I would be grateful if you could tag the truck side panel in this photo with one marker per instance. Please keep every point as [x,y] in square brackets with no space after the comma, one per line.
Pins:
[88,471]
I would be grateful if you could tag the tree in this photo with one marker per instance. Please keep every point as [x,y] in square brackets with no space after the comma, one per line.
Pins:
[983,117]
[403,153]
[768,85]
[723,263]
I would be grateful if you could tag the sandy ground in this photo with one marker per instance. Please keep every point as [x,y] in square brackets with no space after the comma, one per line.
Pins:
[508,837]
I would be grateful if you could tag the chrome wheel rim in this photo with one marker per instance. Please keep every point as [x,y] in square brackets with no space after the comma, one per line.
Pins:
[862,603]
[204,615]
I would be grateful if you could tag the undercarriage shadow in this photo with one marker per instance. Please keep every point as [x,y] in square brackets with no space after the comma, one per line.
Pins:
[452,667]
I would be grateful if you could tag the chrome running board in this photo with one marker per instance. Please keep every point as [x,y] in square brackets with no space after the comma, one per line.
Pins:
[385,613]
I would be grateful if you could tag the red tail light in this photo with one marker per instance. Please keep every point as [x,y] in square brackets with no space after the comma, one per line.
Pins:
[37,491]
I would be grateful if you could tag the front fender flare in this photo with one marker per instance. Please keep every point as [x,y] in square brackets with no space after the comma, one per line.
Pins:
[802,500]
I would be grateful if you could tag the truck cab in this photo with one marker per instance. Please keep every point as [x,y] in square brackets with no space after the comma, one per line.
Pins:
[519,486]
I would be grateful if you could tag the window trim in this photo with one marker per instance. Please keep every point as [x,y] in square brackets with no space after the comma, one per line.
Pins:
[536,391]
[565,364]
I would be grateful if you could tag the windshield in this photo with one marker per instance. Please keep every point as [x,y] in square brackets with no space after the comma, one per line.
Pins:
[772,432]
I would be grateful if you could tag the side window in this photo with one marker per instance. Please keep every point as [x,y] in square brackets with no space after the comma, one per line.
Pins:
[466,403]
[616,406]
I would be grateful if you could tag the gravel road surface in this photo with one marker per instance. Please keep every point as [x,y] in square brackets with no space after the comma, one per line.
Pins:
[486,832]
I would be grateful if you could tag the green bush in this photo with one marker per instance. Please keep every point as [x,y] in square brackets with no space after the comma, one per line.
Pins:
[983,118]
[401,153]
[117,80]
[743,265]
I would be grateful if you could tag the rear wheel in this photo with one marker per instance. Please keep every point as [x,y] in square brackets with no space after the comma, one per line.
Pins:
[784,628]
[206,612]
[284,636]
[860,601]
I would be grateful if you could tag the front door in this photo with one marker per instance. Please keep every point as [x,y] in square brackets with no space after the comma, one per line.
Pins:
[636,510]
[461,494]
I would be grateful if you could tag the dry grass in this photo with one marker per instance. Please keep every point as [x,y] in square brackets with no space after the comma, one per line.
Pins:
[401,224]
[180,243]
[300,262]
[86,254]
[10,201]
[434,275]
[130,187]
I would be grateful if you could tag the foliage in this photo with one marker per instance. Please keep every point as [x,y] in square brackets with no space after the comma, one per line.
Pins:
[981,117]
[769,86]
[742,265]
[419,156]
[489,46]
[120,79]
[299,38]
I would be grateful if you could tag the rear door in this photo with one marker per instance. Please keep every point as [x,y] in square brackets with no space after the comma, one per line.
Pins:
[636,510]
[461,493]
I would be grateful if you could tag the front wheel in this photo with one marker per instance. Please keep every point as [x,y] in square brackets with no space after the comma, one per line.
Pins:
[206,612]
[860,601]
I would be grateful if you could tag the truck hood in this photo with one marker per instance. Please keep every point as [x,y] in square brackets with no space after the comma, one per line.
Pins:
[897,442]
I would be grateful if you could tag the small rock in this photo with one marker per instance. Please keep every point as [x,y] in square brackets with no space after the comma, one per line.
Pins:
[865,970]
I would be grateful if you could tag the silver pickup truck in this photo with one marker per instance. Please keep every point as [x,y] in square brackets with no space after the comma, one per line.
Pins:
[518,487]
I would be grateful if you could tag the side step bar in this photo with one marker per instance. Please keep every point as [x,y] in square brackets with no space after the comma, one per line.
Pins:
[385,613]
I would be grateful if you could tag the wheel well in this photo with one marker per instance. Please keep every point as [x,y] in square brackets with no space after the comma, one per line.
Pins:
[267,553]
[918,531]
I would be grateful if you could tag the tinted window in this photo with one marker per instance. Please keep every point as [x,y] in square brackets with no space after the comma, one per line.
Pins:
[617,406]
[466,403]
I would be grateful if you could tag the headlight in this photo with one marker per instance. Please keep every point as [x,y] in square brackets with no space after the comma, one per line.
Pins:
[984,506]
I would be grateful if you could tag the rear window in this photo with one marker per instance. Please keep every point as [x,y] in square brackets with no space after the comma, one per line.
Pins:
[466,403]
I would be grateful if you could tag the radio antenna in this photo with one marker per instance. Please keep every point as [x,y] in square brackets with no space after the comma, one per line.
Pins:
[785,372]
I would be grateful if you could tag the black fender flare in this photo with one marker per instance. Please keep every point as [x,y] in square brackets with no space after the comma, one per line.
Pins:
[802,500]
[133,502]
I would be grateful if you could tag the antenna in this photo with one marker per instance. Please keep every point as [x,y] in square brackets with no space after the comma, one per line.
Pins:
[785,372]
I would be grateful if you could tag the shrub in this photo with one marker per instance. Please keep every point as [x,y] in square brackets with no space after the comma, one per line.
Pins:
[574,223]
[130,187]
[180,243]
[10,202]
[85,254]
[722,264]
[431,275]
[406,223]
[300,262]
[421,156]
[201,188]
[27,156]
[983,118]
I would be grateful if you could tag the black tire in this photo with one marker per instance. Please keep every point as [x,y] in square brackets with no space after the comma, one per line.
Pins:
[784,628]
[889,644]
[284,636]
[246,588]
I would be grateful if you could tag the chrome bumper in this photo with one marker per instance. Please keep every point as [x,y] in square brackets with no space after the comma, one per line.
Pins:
==========
Work instructions -> Your answer must consist of every line above, reproduced exactly.

Response to this exercise ->
I would be grateful if you could tag the truck side panel in this photo with one marker per instance. Please keep every point as [x,y] in square brackets with no space after the comma, one per line.
Pins:
[88,471]
I would be grateful if you could tag the tree in this photo with one marker per instance. Please keep every point as [x,y] in square brackets with no space after the comma, one per line.
Pins:
[983,117]
[403,153]
[768,85]
[723,263]
I would be grateful if you could tag the sandy ground in this photo with one marker per instance. Please keep every point as [x,y] in square brackets with no space after the comma, one per line.
Pins:
[508,837]
I would be grateful if you could tag the chrome wheel rim in this photo with one marker per instance. Please keep every point as [x,y] in square brackets with no space after the comma, one per line.
Pins:
[862,603]
[204,615]
I would be grateful if you could tag the undercarriage shadow in this photo with one marker per instance. Please keep every point as [x,y] in square brackets with no space after the comma, one per line.
Pins:
[452,667]
I would be grateful if you could tag the chrome running board in this photo with one marker per instance. Please keep every point as [x,y] in square brackets with no space after the comma, one per line.
Pins:
[385,613]
I would be grateful if you could tag the red tail light in this photo with one marker per instance. Please keep every point as [x,y] in square brackets with no space after the comma, one per line.
Pins:
[37,491]
I would be grateful if you could tag the front fender flare in this photo with one marker per instance. Please keep every point as [x,y] in square brackets with no space after the comma, one per line.
Pins:
[802,500]
I would be grateful if you could tag the truck cab in this photo with one marker per instance. Please keep every point as [x,y] in square brackets with no space after the comma, one per line.
Pins:
[519,486]
I would be grateful if you could tag the window trim in this photo with one marker per instance. Please keep every point as [x,y] in square brackets with no space after the comma, one per line.
Pins:
[536,391]
[565,364]
I would be grateful if you could tag the windshield in this photo with one marker per instance. Please keep every point as [x,y] in square brackets with no space after the comma, one per line.
Pins:
[772,432]
I would be grateful if you could tag the side window in this photo with one marker per instance. Please keep every point as [x,y] in square brackets with no space after the comma, one per line.
Pins:
[466,403]
[616,406]
I would be grateful if you could tag the gravel road surface in this photo with one marker per instance. Please keep every point as [x,y] in square brackets with no space after the comma, one per line.
Pins:
[486,832]
I would be grateful if you could tag the green bush in this photo with one marker per instance. Please keep every point as [x,y] in square brackets with no space after the comma, one per line.
Pins:
[983,118]
[401,153]
[117,80]
[743,265]
I would be grateful if you could tag the rear wheel in this photo with one marker per instance. Please keep every point as [x,y] in square brackets with no space after the comma, one per line.
Pins:
[784,628]
[206,612]
[284,636]
[860,601]
I would be grateful if you could tag the front door in this photo with one marker per instance. Please keep every point as [x,y] in square brackets with no space after the comma, one per line.
Pins:
[636,510]
[461,494]
I would be grateful if you could tag the dry grass in this photo with one marker per instance. Please keep every point as [x,y] in square brackets with no space after the comma, one per line.
Pins:
[401,224]
[180,243]
[300,262]
[86,254]
[10,201]
[434,275]
[130,187]
I would be grateful if you could tag the foliage in this photo with one marker per instance. Please keep every point as [x,y] in square brackets with no space after the comma, one per line.
Pins:
[981,117]
[769,86]
[742,265]
[419,156]
[489,46]
[120,79]
[299,38]
I would be grateful if you could tag the rear door in this photo with one marker per instance. Please keep every point as [x,y] in square brackets with no space after the comma, one per line.
Pins:
[636,510]
[461,493]
I would be grateful if you could tag the front wheel in this photo with one marker per instance. Please keep every point as [x,y] in square brackets with no space after the comma, one per line.
Pins:
[206,612]
[860,601]
I would be grateful if you could tag the truck hood in this photo with one marker per instance. Please keep every point as [x,y] in square brackets with no space after the comma, one per line.
Pins:
[897,442]
I would be grateful if you could tag the small rock in this photo with one marker per instance. Please keep every point as [x,y] in square brackets with no space after the comma, one per line.
Pins:
[865,970]
I would be grateful if you could tag the silver pickup truck in this photo with one marker per instance. Please keep every point as [x,y] in square brackets with no space after the comma, one per line.
Pins:
[518,487]
I would be grateful if you could tag the side step bar in this photo with one marker per instance. Please keep every point as [x,y] in square brackets with no space after the comma, one per line.
Pins:
[385,613]
I would be grateful if you could tag the wheel well in this photo with one marker per instance. Please keep every point as [x,y] in square brackets with no space after the comma, one per line.
Pins:
[267,553]
[918,531]
I would be grateful if you could tag the tinted window in this photo with one marker per instance. Please keep every point as [x,y] in square brackets with no space after the comma, one per line.
Pins:
[617,406]
[466,403]
I would be grateful if you could tag the headlight in this photo with one marker per instance. Please keep every point as [x,y] in square brackets with no space after the comma, one per line.
Pins:
[984,506]
I would be grateful if you could tag the rear window in this photo with one marker per instance. Please keep every point as [x,y] in square brackets with no space after the comma, one per line.
Pins:
[466,403]
I would be grateful if you could tag the radio antenna in this photo with one marker per instance. Please keep every point as [x,y] in square brackets with no space after the comma, one per line.
Pins:
[785,372]
I would be grateful if you could tag the black fender flare in this photo with one marker per instance. Please keep every point as [x,y] in square brackets with no space after the comma, one per line.
Pins:
[802,500]
[133,502]
I would be grateful if you could tag the antenna in this photo with one marker per instance. Please keep every point as [x,y] in square brackets with no space after the comma, one per line.
Pins:
[785,372]
I would be grateful if you could tag the shrub in this photo with one marker per instance. Please keep every point as [x,y] in square brackets with no space after the comma, one per line.
Pins:
[574,223]
[130,187]
[180,243]
[10,202]
[85,254]
[722,264]
[431,275]
[406,223]
[300,262]
[421,156]
[201,188]
[27,156]
[983,118]
I would be grateful if you could tag the black tire in this photo with one marker per instance. Please keep every point as [x,y] in square brackets with no space after the comma, one per line.
Pins:
[784,628]
[889,644]
[284,636]
[246,588]
I would be grateful if you could tag the chrome bumper in this photo with one marker per instance. Please keep every point as [x,y] in square brackets with no space after the comma, one per line.
Pins:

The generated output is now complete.